------ Trecho do texto ------

O Mal Não Existe (2023, Ryusuke Hamaguchi) | 47ª Mostra Internacional de Cinema em São Paulo

Por Davi Krasilchik

 

É difícil descrever aquilo que não se vê. Pairando sobre a humanidade por meio de diferentes  códigos morais, a maldade talvez seja um dos maiores mistérios de nossa espécie. É comum questionar até onde essa condição pode nos levar, e debates do gênero são especialmente frutíferos no cinema. O Mal Não Existe (2023) discute a relação entre o homem e a natureza e traz interessantes contribuições do diretor Ryûsuke Hamaguchi para esse assunto.

 

O filme acompanha a vida de um pequeno vilarejo do interior japonês, onde o equilíbrio ecológico se coloca como máxima e o humilde Takumi (Hitoshi Omika) cria sua filha pequena, Hana (Ryo Nishikawa). A convivência autossuficiente da comunidade passa a ser ameaçada pela chegada de uma empresa hoteleira que planeja implementar um projeto de glamping — espécie de “camping” com “glamour” — na região. Quando dois representantes da iniciativa resolvem pedir dicas para Takumi, uma série de confrontos são revelados.

------ Seção de dados ------

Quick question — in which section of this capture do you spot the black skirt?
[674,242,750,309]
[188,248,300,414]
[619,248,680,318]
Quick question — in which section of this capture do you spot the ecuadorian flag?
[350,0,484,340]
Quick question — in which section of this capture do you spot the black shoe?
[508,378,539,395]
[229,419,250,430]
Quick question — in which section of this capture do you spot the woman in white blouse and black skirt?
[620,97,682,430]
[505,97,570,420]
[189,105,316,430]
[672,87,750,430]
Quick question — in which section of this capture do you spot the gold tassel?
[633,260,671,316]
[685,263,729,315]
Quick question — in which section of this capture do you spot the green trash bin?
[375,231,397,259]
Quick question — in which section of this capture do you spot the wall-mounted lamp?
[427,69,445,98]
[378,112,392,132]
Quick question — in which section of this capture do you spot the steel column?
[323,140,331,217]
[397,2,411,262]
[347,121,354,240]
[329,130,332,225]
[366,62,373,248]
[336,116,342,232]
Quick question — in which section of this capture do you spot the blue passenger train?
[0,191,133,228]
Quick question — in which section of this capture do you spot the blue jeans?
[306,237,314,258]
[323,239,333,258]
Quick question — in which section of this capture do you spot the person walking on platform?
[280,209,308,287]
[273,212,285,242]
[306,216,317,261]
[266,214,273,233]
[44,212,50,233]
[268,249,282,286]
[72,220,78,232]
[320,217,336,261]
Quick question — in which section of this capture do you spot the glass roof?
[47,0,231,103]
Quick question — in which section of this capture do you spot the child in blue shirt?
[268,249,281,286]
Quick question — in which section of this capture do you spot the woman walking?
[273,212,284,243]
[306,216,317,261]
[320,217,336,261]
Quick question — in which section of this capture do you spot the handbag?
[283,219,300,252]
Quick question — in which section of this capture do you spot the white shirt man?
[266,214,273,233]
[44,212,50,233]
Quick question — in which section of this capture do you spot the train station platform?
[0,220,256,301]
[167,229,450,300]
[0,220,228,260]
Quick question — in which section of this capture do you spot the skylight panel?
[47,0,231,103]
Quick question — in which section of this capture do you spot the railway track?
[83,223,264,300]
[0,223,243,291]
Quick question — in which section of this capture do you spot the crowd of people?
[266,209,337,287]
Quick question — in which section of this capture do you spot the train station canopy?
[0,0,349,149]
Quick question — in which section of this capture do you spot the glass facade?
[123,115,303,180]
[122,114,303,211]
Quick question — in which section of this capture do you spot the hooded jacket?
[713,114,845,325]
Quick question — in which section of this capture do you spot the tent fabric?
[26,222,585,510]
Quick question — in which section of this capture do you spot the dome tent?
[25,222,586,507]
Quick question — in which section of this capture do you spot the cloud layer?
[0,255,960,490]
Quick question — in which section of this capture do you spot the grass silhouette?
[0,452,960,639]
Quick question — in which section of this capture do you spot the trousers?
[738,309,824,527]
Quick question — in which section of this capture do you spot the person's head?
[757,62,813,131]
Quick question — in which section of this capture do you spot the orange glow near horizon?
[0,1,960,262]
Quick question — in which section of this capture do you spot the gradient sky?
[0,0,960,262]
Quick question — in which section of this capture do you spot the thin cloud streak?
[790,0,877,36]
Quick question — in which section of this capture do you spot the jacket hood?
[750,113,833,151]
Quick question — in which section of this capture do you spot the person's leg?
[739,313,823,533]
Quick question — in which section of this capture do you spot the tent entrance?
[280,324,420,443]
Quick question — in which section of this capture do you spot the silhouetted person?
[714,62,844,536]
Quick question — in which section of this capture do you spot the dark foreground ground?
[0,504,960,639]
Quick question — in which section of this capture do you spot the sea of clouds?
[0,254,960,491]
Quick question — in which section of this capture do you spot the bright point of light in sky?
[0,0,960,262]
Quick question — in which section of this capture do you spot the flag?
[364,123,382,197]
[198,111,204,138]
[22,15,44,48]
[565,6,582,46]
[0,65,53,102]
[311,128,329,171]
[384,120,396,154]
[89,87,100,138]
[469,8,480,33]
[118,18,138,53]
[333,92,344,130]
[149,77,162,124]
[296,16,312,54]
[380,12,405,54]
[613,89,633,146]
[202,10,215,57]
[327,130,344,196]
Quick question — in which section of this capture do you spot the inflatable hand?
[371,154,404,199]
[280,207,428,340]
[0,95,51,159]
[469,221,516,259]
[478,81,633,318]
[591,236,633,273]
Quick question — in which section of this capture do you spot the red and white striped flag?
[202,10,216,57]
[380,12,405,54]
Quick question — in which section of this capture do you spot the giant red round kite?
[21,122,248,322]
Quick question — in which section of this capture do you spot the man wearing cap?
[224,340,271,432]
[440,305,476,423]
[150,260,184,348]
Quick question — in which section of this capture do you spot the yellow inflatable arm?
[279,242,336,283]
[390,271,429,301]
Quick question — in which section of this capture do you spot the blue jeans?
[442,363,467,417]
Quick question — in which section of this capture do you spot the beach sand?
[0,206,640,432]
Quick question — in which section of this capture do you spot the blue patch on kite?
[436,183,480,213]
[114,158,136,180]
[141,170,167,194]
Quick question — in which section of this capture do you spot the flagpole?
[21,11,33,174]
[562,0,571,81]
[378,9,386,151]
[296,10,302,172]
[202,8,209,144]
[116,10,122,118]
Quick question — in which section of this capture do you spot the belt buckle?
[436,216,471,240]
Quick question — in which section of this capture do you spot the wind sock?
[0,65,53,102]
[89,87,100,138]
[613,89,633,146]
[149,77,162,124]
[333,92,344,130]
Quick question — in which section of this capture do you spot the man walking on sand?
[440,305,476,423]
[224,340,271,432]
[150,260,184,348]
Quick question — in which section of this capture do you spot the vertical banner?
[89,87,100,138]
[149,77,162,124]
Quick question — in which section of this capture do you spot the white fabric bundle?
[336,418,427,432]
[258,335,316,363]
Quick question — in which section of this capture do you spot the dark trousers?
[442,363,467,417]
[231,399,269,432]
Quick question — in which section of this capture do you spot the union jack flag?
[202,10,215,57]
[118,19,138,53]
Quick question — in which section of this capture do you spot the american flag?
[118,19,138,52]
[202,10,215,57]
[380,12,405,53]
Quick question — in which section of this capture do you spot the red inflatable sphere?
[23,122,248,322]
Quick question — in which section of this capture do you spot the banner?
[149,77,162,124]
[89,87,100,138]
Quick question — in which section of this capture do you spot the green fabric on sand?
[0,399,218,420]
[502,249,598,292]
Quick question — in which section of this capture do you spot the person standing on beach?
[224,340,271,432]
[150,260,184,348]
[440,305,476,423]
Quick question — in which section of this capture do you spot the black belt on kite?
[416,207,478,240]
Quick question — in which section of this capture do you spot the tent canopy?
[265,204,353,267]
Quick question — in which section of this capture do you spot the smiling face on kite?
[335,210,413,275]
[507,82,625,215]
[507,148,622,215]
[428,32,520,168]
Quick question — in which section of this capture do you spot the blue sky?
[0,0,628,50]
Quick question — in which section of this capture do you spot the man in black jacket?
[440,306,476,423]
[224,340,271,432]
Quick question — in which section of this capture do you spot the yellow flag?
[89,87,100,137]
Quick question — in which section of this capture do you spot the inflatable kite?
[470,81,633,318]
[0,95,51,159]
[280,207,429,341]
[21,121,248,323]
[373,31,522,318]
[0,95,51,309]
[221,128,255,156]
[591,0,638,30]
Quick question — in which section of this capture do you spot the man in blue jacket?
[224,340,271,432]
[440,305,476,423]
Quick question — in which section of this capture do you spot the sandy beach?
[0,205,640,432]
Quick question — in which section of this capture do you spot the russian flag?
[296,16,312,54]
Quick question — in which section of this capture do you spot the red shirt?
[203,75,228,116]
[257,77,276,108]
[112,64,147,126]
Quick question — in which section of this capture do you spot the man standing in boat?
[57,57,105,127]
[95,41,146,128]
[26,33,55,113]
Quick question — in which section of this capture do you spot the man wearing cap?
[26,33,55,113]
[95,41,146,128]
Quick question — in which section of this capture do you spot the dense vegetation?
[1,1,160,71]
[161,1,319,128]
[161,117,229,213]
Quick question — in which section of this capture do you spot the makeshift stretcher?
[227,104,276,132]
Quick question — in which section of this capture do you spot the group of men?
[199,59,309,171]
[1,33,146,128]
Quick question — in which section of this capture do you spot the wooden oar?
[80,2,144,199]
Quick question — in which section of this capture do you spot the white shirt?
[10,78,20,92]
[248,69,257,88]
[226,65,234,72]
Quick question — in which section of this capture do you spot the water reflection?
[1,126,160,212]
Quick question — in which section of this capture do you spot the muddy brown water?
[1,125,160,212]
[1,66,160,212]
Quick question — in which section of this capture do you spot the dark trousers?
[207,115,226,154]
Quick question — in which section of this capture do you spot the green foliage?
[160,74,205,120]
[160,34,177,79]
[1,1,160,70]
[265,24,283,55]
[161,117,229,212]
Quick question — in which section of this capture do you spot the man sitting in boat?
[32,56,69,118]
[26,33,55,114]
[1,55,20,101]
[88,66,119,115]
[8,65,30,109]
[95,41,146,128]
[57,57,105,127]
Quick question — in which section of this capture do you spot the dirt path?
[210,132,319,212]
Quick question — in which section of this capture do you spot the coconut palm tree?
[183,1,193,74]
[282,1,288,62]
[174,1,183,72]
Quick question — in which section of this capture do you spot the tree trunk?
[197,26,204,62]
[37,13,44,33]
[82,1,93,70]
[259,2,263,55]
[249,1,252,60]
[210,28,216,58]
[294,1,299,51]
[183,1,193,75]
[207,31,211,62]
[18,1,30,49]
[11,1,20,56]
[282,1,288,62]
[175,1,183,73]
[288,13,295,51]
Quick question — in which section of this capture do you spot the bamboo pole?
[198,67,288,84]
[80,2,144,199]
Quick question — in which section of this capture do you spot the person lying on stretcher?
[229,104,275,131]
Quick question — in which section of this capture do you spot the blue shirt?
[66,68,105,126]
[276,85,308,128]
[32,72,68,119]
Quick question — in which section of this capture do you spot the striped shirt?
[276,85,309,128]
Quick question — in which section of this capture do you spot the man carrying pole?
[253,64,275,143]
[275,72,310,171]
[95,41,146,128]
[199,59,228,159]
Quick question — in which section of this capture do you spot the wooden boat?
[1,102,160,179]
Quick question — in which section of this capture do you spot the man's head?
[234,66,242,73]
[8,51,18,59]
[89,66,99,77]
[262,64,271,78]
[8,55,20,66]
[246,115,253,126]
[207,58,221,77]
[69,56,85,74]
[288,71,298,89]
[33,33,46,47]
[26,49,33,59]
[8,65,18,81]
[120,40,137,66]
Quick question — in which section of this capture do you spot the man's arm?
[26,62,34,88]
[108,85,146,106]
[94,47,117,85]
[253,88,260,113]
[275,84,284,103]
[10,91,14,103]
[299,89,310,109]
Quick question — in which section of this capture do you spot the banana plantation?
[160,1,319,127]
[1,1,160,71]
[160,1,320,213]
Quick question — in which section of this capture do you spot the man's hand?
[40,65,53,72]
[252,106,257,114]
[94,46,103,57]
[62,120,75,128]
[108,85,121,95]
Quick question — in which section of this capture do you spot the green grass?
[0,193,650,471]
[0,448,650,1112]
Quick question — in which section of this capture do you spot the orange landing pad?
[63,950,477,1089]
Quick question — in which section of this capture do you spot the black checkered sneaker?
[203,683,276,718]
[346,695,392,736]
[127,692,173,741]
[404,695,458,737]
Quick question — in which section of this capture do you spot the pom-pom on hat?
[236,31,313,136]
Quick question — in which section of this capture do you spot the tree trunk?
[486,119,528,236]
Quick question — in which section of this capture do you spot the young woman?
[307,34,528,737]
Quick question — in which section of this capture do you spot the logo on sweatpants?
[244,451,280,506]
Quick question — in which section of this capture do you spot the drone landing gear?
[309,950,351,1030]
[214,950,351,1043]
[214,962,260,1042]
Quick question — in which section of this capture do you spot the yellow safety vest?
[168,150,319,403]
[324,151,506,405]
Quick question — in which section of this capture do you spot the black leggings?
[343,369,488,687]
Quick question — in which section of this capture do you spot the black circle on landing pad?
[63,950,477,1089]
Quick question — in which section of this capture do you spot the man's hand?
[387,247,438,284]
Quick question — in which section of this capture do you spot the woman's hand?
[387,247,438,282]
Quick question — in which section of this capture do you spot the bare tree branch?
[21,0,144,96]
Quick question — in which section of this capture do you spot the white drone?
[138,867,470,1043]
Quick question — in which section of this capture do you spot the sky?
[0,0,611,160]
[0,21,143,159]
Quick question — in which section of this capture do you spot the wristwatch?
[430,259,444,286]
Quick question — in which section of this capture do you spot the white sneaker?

------

• [Lista de tarefas]
a – Resuma em duas frases a crítica do filme O Mal Não Existe.
b – Escreva a continuação da crítica do filme O Mal Não Existe, começando depois da última frase.
A listagem não tem relação com a crítica do filme O Mal Não Existe.

• [As respostas]
a – O Mal Não Existe (2023), de Ryûsuke Hamaguchi, discute a relação entre o homem e a natureza e traz contribuições interessantes para o debate sobre a maldade. O filme acompanha um pequeno vilarejo do interior japonês, onde Takumi cria a filha Hana, e cuja convivência autossuficiente passa a ser ameaçada por uma empresa hoteleira que planeja um projeto de glamping na região.

b –
Propondo diferentes formas de se observar o meio ali exposto, Hamaguchi não tem pressa em introduzir o seu microcosmo, invertendo a lógica de observação de seus bens naturais. O filme inicia com uma longa sequência em que acompanhamos, de cima para baixo, galhos de árvores banhadas pela neve. A obstrução do céu simboliza a perspectiva dos habitantes da região, renegados pela lógica histórica de determinação de dominados e soberanos.

 

Ainda que a filmografia de Hamaguchi esteja em um campo mais lúdico — o que, nem por isso, impede que determinadas passagens incorporem o debate ambientalista de maneira bastante explícita —, essa dinâmica da dominação se encontra nas atitudes da empresa empreendedora, que destila completa ignorância para com as necessidades particulares de organização da região. É como se a lógica do capital se impusesse sobre o ritmo paciente dos moradores, e a intromissão desses empresários se responsabiliza pela desestruturação do filme em si.

 

Esse fator entrega alívios cômicos e um esclarecimento, pelo menos na aparência, do tema ali em debate — procedimento que seria até de se estranhar na cinematografia de Hamaguchi, que propõe aqui o choque entre um cinema de dilatação do tempo e uma estrutura narrativa mais convencional, que exige conflitos claros e motivações evidentes para todos os acontecimentos.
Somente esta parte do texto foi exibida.